STATED PROBLEM –
Every line from the line containing "Locate the rear" through the final line of the data is to be printed exactly; no other line is to appear.

ENTRIES SHOWN –
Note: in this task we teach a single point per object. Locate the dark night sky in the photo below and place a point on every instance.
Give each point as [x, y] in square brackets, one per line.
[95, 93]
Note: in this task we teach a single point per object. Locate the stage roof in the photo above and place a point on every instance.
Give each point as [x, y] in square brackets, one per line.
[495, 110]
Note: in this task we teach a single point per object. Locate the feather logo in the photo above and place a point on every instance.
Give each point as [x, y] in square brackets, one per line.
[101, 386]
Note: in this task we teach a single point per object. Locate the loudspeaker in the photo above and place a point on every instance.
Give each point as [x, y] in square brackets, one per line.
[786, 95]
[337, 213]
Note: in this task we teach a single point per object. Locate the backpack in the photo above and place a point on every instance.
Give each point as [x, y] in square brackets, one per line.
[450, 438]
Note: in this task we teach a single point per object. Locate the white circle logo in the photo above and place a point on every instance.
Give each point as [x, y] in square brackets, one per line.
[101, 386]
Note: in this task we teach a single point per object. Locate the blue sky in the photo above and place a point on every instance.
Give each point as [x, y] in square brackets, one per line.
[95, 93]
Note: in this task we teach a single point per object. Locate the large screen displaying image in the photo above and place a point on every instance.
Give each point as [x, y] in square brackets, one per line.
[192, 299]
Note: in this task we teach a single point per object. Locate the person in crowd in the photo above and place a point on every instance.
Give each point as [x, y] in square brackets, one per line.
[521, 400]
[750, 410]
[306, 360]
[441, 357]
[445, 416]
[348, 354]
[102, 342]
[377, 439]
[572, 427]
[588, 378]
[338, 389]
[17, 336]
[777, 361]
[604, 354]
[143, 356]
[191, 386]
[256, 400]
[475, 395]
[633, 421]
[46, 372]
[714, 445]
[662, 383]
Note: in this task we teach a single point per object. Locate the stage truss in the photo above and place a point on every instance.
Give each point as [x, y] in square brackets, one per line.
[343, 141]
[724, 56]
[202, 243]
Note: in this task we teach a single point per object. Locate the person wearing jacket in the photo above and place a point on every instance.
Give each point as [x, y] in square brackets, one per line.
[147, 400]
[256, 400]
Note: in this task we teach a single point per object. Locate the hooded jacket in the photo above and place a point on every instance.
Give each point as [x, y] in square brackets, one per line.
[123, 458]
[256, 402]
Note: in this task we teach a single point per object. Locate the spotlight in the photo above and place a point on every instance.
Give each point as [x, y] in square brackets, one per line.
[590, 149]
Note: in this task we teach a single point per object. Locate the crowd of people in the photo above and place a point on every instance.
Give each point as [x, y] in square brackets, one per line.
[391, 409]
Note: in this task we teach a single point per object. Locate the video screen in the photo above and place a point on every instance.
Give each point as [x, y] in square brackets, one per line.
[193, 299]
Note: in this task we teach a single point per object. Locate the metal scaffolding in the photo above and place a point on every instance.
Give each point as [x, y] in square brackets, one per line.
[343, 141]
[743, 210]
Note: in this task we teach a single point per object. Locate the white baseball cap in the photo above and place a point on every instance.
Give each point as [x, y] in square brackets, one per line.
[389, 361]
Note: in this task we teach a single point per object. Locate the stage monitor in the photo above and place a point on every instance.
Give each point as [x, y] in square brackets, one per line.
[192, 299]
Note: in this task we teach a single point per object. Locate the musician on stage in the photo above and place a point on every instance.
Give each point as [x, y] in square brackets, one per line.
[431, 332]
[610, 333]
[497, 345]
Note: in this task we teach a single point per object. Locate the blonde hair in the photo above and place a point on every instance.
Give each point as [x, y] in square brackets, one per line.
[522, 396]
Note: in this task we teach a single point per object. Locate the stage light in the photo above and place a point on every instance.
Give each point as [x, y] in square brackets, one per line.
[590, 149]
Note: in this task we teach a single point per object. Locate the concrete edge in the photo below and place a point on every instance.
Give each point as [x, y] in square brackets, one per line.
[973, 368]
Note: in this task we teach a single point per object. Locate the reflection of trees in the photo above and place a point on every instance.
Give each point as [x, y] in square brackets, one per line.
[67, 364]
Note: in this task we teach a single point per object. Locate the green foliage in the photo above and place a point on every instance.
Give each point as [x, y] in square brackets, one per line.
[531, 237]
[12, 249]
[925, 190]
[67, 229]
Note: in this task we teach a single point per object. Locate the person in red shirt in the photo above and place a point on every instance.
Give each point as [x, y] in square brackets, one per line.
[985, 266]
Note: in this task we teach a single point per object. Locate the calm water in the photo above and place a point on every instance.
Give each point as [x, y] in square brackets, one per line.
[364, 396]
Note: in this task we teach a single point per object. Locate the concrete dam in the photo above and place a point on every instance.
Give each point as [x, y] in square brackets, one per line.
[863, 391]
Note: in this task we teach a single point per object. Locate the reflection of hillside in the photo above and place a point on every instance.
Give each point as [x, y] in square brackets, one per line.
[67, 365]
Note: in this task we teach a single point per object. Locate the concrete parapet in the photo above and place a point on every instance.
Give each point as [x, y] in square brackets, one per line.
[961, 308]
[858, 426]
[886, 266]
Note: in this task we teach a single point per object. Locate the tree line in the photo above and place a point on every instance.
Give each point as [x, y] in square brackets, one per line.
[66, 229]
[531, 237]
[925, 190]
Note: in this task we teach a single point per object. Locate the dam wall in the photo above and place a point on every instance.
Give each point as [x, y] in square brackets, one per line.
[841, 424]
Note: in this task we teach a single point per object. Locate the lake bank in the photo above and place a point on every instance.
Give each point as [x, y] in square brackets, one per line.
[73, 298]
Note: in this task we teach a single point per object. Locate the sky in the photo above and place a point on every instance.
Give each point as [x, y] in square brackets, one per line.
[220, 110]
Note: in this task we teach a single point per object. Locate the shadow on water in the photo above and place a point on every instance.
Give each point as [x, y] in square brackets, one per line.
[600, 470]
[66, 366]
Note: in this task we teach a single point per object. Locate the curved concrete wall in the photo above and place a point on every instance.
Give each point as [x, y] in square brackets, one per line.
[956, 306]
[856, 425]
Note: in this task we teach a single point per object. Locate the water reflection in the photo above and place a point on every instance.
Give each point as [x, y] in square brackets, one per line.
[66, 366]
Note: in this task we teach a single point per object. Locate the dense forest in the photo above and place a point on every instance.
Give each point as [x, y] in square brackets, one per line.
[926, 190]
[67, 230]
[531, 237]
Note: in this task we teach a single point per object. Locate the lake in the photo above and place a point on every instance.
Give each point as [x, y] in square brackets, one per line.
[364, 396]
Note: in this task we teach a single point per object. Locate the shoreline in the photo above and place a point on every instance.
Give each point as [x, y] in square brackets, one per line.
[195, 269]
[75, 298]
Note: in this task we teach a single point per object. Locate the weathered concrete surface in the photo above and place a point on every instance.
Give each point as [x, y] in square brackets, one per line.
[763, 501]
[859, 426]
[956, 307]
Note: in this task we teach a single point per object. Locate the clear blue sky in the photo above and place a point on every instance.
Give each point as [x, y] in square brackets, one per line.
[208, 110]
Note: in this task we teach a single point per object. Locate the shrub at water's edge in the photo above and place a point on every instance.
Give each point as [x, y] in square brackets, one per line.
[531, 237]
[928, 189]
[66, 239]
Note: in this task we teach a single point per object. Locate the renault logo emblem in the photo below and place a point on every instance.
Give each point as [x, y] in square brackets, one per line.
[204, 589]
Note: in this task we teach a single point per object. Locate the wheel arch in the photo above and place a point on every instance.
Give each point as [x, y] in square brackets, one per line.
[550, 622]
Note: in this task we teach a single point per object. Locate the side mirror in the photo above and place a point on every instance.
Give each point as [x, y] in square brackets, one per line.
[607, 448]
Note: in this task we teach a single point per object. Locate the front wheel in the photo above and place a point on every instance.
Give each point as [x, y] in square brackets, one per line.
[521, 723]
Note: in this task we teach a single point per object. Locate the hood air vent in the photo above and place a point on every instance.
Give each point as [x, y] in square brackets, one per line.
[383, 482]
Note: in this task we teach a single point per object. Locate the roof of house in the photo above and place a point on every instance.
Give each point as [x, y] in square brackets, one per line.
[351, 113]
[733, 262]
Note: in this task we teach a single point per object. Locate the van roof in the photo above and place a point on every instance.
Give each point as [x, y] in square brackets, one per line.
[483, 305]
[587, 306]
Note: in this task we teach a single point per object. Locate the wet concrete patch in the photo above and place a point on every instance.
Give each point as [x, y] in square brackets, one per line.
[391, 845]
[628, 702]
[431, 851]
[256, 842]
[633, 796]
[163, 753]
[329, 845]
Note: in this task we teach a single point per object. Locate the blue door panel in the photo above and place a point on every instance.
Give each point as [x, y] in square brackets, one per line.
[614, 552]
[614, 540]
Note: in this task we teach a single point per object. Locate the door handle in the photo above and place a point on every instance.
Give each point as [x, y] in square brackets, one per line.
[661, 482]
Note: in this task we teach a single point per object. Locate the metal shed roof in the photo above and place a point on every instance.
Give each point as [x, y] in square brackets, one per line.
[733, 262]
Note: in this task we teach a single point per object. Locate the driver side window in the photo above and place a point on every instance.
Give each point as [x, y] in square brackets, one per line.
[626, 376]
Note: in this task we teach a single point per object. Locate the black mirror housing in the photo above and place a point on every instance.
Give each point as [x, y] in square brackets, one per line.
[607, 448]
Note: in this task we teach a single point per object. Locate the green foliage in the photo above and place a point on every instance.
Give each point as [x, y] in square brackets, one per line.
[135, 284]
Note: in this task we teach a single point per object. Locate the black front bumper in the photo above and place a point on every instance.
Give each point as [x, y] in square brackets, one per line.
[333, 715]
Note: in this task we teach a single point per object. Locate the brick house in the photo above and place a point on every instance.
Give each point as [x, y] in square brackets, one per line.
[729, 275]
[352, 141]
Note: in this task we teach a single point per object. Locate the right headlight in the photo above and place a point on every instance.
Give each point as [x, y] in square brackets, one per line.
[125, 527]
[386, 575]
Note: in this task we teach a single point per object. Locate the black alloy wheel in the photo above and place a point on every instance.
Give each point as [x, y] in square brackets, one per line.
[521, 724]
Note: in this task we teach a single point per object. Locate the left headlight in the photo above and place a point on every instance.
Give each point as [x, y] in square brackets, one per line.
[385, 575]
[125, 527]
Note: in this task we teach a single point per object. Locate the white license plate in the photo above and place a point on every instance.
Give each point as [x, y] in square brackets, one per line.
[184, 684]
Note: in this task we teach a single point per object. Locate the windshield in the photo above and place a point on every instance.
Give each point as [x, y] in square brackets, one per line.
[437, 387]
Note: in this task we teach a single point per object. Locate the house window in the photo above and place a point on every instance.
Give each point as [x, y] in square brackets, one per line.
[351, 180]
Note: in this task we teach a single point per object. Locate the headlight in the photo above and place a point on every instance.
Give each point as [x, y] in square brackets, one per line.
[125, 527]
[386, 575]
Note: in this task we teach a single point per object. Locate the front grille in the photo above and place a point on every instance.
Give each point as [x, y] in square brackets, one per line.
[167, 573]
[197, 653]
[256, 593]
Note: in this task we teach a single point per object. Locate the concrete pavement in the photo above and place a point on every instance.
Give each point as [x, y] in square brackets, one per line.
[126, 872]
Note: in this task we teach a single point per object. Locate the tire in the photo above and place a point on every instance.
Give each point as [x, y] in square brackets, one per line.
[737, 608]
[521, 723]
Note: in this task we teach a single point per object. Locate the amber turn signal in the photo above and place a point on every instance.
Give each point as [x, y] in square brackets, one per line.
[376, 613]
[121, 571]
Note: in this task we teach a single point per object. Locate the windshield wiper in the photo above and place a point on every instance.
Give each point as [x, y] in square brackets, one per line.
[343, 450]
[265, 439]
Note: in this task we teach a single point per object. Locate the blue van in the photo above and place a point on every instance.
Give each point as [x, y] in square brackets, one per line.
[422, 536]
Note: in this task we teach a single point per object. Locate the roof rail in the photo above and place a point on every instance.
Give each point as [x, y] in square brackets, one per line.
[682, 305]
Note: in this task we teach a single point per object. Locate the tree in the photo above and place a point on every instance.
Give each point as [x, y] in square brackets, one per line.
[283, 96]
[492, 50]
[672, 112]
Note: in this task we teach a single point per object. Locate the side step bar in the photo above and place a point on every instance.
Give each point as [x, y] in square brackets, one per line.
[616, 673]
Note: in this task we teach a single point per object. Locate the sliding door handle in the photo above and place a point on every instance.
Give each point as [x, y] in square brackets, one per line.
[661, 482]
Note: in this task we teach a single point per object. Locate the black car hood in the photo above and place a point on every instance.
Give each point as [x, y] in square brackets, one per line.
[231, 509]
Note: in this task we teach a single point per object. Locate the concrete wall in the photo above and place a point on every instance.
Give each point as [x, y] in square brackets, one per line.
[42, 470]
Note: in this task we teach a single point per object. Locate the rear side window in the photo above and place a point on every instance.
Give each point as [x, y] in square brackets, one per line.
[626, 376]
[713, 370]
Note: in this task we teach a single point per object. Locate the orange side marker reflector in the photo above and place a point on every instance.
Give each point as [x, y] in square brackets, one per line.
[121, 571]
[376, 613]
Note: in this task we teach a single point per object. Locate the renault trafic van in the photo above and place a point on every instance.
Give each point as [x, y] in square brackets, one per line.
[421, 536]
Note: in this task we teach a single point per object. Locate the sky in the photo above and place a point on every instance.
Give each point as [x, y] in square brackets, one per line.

RESULT FOR THIS TASK –
Note: in this task we teach a single point per object. Locate the rear side window in the photo above and place a point on every instance.
Give each point as [x, y] in square brackets, one per line.
[626, 376]
[713, 370]
Note: in this task we teach a single point per object. Locate the orange side marker reflector in the photo above and place a point on every instance.
Give each point as [x, y] in square brackets, one per line.
[121, 571]
[376, 613]
Note: in this task we teach a single point per object. Locate the renault trafic van in the photo above and place a point on every instance.
Give each point as [x, y] in square brackets, one per line.
[421, 536]
Note: in this task we teach a single point per object. Locate the sky in the photo above and place a point on every instance.
Give each point as [x, y] in square brackets, one per line.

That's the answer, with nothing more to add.